Wait 'till next year!, as they once said in Brooklyn.
Major League Baseball in 1918 found itself on the precipice of a change in epoch. In Cincinnati, the home of baseball's first all-professional team in 1869, the Reds were on the threshold of winning their first World Series (1919). The star player of those 1910s and 1920s Redleg teams was center fielder Edd Roush;
Photographed (above) in 1918, Edd Roush was the National League's best defensive center fielder in the 1910s and Roaring Twenties and in 1917 & 1919 the League's batting champion. In years that Edd was not the League batting champ, he batted; .333, .339, .352 in consecutive seasons, .351, .348, .339, .323. In his 17th and penultimate season, at the age of 36, Roush batted .324/.390/.451.
In a Cincinnati newspaper readership poll taken in 1950, Edd Roush was named the Reds greatest player for the first half of the 20th century.
Oddities far too numerous to address here (for example; position-specific player uniforms) abounded in 19th century baseball. Those antiquated anomalies faded as baseball drifted ever deeper into the 20th century in what long ago came to be understood as baseball's "modern era." Among the last of those now-strange oddities must surely have been Reds third baseman Heinie Groh (1914-1921) and his bottle bat (to say nothing of his 21st century snowflake triggering nickname);
Yes, that was a real baseball bat that Herr Groh swung regularly for many years. Game-used models of his bat may be found on display at the Reds Hall of Fame and at the Louisville Slugger Museum. As a Cincinnati Red, Groh once led the N.L. in hits, once in walks, twice in doubles and twice again in on-base percentage. Playing for the Redlegs, Heinie never swatted more than 5 home runs in a season and found himself utterly bereft of any such jacks in 1920. And also 1921. Such were the vagaries of playing in Major League Baseball's "Deadball Era."
The Deadball Era was a pitcher-dominated period. If the Washington Senators' Walter Johnson wasn't the best pitcher of the Deadball Era, it was the New York Giants' Christy Mathewson. Matty, aka "Big Six," pitched from 1900-1916 with the Giants. In July of 1916, and at the end of his playing days, Christy was traded from New York to the Cincinnati Reds (along with teammates Edd Roush and Bill McKechnie [later to gain fame as the manager for the 1940 World Champion Redlegs]). Mathewson pitched in just one game for the Reds, throwing a complete game, allowing 8 runs on 15 hits while striking out three and walking just one batter. Mathewson came to the Reds in that July 1916 trade to serve as player/manager for the Redlegs.

▶ What you should do:
Reproduce the passage on the early Cincinnati Reds verbatim from "Wait 'till next" to "the 20th century.".

▶ Information provided:
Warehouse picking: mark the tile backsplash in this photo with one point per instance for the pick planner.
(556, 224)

▶ Output for this exercise:
Wait 'till next year!, as they once said in Brooklyn.
Major League Baseball in 1918 found itself on the precipice of a change in epoch. In Cincinnati, the home of baseball's first all-professional team in 1869, the Reds were on the threshold of winning their first World Series (1919). The star player of those 1910s and 1920s Redleg teams was center fielder Edd Roush;
Photographed (above) in 1918, Edd Roush was the National League's best defensive center fielder in the 1910s and Roaring Twenties and in 1917 & 1919 the League's batting champion. In years that Edd was not the League batting champ, he batted; .333, .339, .352 in consecutive seasons, .351, .348, .339, .323. In his 17th and penultimate season, at the age of 36, Roush batted .324/.390/.451.
In a Cincinnati newspaper readership poll taken in 1950, Edd Roush was named the Reds greatest player for the first half of the 20th century.